Detection annotation records:
----
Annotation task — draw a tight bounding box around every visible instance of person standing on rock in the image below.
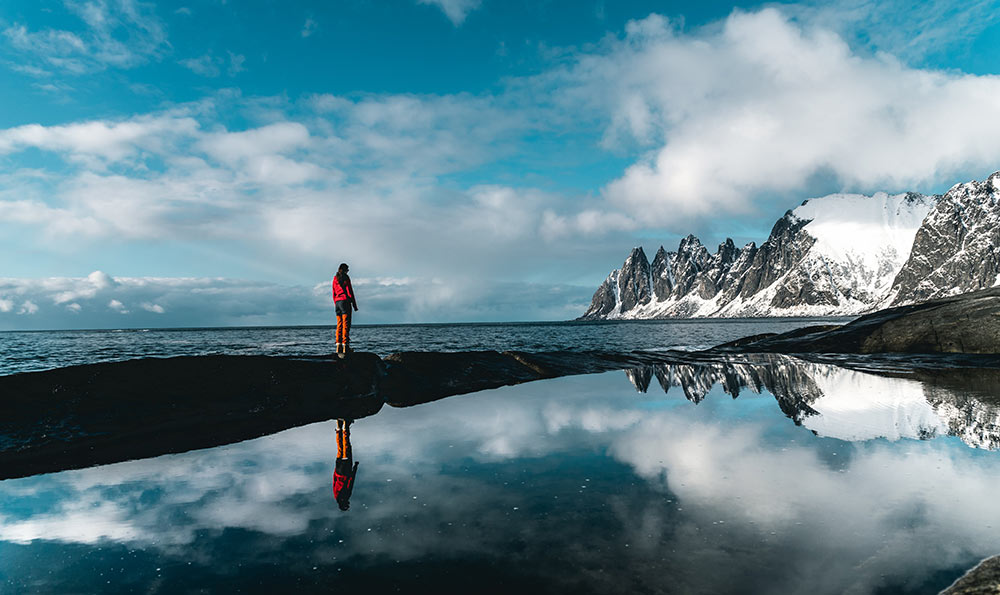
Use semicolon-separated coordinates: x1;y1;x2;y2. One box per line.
333;262;358;357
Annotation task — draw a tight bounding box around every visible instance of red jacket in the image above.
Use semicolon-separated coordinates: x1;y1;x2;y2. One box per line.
333;275;357;304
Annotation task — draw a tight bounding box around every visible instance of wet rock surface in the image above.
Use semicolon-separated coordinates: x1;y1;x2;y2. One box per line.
0;351;672;479
0;288;1000;479
715;287;1000;354
941;556;1000;595
0;353;384;479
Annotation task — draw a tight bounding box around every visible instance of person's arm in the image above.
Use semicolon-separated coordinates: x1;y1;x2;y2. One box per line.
347;277;358;312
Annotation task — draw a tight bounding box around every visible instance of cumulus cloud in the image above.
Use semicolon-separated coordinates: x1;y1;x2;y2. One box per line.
0;271;590;330
9;4;1000;326
3;0;168;76
417;0;482;27
549;8;1000;229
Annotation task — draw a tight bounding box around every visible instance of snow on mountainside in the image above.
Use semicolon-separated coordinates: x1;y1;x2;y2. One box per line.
581;172;1000;320
886;172;1000;305
582;193;938;319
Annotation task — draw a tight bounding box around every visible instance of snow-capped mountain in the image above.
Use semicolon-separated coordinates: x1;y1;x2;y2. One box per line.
581;172;1000;319
887;172;1000;305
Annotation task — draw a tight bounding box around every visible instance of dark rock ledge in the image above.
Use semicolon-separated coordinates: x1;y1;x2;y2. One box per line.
941;556;1000;595
710;287;1000;355
0;351;672;479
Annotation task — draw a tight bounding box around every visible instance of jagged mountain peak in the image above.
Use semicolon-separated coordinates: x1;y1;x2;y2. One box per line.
585;172;1000;318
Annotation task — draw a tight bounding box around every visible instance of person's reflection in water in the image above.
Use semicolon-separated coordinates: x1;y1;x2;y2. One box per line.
333;419;358;510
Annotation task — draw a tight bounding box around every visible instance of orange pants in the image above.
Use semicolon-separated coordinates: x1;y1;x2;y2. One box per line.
337;419;354;459
337;312;351;353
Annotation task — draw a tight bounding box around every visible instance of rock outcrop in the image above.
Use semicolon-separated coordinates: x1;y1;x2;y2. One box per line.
888;172;1000;305
716;287;1000;354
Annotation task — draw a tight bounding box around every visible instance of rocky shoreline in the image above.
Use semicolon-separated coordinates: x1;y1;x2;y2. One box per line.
0;288;1000;479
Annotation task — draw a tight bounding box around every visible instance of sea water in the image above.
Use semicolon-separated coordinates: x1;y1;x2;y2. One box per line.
0;318;847;375
0;324;1000;594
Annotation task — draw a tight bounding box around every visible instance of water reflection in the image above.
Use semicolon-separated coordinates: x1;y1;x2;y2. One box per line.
0;368;1000;593
333;419;358;510
626;354;1000;450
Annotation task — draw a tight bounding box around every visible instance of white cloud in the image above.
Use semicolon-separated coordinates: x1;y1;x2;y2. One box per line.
3;0;168;74
549;9;1000;226
781;0;1000;61
0;114;198;167
417;0;482;27
0;270;591;330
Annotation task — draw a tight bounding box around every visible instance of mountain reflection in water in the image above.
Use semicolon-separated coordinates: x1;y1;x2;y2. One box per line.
625;354;1000;450
0;362;1000;594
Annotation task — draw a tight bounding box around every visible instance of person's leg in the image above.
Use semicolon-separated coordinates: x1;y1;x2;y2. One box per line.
344;422;354;459
337;419;346;459
344;310;351;353
337;314;347;353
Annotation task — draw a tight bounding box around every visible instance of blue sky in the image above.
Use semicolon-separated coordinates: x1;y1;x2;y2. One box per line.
0;0;1000;329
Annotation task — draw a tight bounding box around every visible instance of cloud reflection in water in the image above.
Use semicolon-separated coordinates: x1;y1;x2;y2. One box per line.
0;368;1000;593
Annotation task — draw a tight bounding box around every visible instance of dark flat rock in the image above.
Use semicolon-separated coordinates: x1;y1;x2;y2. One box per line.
941;556;1000;595
0;351;680;479
713;287;1000;354
0;353;384;479
382;351;662;407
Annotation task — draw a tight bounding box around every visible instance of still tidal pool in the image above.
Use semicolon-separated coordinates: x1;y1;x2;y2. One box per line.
0;358;1000;593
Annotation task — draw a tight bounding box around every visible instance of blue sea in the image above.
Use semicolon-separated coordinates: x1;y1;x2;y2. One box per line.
0;318;849;375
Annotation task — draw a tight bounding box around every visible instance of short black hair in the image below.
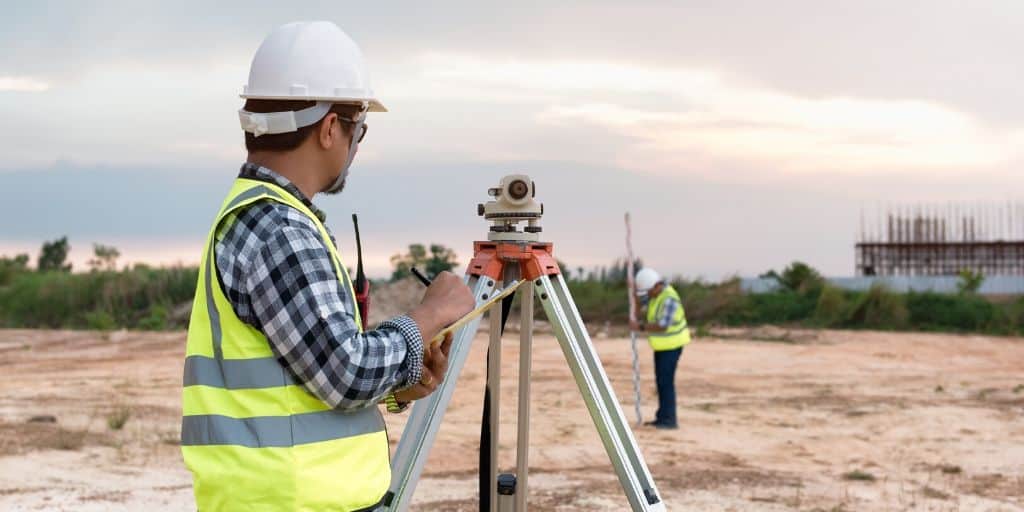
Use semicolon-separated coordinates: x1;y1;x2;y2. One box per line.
243;99;362;152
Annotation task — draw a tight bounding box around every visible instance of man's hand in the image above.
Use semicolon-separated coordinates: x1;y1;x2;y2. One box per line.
394;333;453;402
409;272;476;342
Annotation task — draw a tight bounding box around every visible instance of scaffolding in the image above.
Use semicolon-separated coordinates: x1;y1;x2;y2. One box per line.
856;203;1024;275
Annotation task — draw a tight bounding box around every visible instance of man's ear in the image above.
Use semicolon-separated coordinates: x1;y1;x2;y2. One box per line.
316;112;341;150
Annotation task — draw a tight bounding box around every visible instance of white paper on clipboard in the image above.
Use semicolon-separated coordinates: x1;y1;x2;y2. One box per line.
430;281;523;345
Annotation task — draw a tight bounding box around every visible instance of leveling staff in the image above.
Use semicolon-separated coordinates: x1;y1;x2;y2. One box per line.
630;268;690;429
181;22;473;512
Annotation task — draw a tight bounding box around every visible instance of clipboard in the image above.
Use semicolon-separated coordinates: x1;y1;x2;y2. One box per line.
430;280;523;345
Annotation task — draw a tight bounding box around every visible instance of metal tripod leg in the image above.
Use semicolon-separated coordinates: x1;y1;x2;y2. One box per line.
515;286;534;512
381;276;497;512
534;275;666;511
487;292;502;512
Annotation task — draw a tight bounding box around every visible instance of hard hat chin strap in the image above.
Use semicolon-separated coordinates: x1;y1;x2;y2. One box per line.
239;101;333;137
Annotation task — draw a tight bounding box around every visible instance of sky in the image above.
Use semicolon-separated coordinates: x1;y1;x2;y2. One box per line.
0;0;1024;279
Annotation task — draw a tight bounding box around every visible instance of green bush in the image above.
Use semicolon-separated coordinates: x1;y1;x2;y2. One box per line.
906;292;995;332
813;285;850;327
847;285;910;329
0;265;199;329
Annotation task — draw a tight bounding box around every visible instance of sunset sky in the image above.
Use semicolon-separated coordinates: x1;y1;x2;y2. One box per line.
0;0;1024;279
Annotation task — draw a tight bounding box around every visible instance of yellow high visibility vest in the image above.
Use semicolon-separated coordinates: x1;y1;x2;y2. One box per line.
647;285;690;352
181;178;391;512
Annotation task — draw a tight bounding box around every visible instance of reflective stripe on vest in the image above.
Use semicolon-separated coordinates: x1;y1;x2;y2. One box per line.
647;285;690;352
181;178;390;511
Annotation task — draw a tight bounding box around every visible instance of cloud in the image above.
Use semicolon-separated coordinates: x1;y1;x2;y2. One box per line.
0;76;50;92
390;53;1024;178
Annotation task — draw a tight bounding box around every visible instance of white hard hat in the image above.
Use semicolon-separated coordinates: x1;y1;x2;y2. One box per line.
239;22;387;136
636;268;662;296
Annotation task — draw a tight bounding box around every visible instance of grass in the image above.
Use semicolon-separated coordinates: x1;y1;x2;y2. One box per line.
843;469;878;481
921;485;952;500
0;256;1024;335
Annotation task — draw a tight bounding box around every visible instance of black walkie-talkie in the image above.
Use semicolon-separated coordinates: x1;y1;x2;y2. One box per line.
352;213;370;330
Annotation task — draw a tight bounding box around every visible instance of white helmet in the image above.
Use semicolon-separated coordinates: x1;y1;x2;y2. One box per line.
636;268;662;297
239;22;387;136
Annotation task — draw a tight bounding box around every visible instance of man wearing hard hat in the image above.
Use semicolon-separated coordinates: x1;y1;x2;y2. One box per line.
181;22;473;512
630;268;690;429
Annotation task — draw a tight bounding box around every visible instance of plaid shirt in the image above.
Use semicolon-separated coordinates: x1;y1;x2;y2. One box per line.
214;164;423;410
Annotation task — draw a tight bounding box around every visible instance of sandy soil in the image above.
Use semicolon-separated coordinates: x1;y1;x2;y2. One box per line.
0;330;1024;512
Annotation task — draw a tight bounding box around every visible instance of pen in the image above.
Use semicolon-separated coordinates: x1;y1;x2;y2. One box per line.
412;266;430;287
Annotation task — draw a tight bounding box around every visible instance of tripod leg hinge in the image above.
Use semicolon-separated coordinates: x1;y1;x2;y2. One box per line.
498;473;516;496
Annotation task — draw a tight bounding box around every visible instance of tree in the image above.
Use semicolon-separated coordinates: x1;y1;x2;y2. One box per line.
88;244;121;271
391;244;459;281
36;237;71;272
760;261;825;294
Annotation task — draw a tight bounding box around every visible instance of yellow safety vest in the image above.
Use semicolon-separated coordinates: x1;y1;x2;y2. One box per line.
647;285;690;352
181;178;391;512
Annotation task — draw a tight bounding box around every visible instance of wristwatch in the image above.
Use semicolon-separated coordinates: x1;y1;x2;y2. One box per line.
384;393;409;413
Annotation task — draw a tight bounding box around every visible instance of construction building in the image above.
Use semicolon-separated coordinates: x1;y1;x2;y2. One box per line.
856;204;1024;276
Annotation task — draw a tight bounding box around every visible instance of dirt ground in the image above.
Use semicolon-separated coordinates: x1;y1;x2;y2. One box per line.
0;329;1024;512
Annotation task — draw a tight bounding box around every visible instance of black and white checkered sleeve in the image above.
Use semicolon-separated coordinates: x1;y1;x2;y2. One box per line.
245;222;423;409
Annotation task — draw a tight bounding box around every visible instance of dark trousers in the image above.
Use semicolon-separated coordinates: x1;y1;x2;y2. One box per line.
654;347;683;426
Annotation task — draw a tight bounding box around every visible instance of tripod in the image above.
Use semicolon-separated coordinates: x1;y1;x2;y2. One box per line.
383;175;666;512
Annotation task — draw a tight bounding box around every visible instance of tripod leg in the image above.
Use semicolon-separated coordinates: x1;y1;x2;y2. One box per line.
382;276;497;512
534;275;666;511
515;286;534;512
486;292;504;512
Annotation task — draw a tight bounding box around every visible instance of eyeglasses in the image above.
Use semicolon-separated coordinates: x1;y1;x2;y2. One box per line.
338;116;370;144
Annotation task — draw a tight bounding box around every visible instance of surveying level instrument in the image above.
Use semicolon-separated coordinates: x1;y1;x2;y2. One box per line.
383;174;666;512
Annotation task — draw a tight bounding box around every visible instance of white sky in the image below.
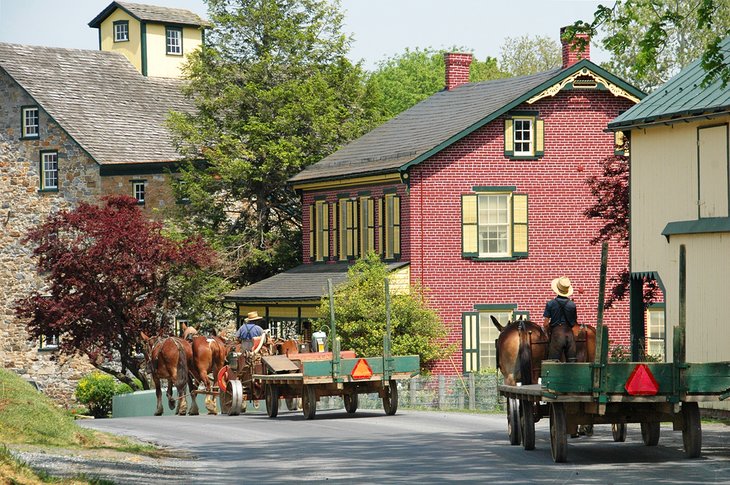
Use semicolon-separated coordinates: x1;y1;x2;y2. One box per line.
0;0;613;69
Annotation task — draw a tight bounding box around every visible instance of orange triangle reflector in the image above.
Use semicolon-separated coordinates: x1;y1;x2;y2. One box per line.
625;364;659;396
350;359;373;379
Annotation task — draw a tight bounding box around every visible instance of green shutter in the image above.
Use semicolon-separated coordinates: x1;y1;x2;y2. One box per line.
504;118;515;157
461;312;479;373
512;194;528;258
461;194;479;258
535;120;545;157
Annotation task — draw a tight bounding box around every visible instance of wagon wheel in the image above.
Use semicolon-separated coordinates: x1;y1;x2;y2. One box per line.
342;393;358;414
641;421;659;446
520;399;535;450
383;379;398;416
507;397;522;445
682;402;702;458
611;423;626;443
265;384;279;418
302;384;317;419
220;379;243;416
550;402;568;463
284;397;300;411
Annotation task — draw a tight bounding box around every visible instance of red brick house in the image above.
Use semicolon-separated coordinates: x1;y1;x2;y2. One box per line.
227;30;643;374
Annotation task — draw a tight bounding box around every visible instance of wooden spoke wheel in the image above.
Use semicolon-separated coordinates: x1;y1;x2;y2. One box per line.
611;423;626;443
220;379;243;416
264;384;279;418
641;421;660;446
302;384;317;419
342;392;358;414
507;397;522;445
550;402;568;463
520;399;535;450
383;380;398;416
682;402;702;458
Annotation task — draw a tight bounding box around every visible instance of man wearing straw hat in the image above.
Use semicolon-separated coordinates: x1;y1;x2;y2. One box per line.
543;276;578;362
236;311;264;350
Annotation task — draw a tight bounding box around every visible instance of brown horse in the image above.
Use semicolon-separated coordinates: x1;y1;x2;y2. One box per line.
491;317;596;386
182;324;229;414
142;333;198;416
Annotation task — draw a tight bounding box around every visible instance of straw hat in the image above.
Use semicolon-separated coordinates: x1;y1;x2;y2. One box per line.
244;312;264;322
550;276;573;297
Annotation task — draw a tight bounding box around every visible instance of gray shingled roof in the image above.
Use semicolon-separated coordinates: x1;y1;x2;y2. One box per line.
224;262;408;302
289;68;562;183
608;37;730;130
0;43;193;164
89;2;210;28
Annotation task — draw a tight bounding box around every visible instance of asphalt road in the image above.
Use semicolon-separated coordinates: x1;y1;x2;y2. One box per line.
80;410;730;484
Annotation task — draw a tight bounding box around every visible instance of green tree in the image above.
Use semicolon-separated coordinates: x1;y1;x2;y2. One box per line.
367;48;506;121
315;253;453;369
499;35;563;76
170;0;368;285
566;0;730;92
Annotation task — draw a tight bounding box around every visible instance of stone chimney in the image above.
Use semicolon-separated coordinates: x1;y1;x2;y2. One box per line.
444;52;472;91
560;27;591;69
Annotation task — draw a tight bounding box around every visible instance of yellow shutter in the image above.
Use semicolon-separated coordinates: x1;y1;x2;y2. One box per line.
512;194;528;256
461;194;479;257
504;118;515;155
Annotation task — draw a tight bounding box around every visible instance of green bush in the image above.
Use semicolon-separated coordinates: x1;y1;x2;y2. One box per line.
76;371;132;418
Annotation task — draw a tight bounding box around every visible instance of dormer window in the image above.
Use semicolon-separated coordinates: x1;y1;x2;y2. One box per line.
21;106;40;138
114;20;129;42
165;27;182;56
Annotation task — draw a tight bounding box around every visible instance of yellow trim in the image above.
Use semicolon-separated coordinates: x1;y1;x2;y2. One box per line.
292;173;401;190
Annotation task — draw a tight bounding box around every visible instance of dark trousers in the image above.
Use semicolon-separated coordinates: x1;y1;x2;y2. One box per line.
548;324;576;362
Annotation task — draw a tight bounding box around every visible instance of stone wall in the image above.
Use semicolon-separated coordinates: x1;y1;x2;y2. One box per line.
0;70;101;404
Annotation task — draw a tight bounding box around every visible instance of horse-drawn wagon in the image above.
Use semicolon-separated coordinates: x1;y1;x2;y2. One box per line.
213;280;420;419
499;246;730;462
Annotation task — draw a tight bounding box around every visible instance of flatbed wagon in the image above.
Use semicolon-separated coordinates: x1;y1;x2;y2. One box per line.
219;280;420;419
498;246;730;462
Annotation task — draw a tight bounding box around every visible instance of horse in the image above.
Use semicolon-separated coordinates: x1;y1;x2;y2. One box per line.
142;332;198;416
491;316;596;386
182;324;230;414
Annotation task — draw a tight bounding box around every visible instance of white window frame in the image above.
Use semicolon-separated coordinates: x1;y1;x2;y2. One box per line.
113;21;129;42
41;151;58;190
21;106;41;138
165;27;182;56
512;117;535;156
132;180;147;205
646;306;667;362
477;192;512;258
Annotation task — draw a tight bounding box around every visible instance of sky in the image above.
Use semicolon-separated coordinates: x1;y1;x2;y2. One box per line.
0;0;613;70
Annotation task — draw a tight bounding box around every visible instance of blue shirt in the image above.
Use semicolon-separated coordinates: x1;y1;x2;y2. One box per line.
542;296;578;327
236;323;264;340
----
### Aim of the task
Transcribe the records above exactly, but only from the line that contains "frame in the image above." through their final line, inclusive.

### Output below
Annotation task — draw a tight bounding box around every visible instance of white window frame in the image above.
Use semicolon-separated coordinates: x1;y1;x2;y2. One box per line.
113;21;129;42
41;151;58;190
21;106;41;138
165;27;182;56
512;117;535;156
132;180;147;205
646;306;667;362
477;192;512;258
Annotation task — draw a tight bounding box around every visible instance of sky in the image above.
Use semicolon-separated coordinates: x1;y1;x2;y2. One box per line.
0;0;613;70
Annotation task — draw a tight bounding box around every visible instance of blue shirt in the image above.
Use semicolon-separated coordinates: x1;y1;x2;y2. One box per line.
542;296;578;327
236;323;264;340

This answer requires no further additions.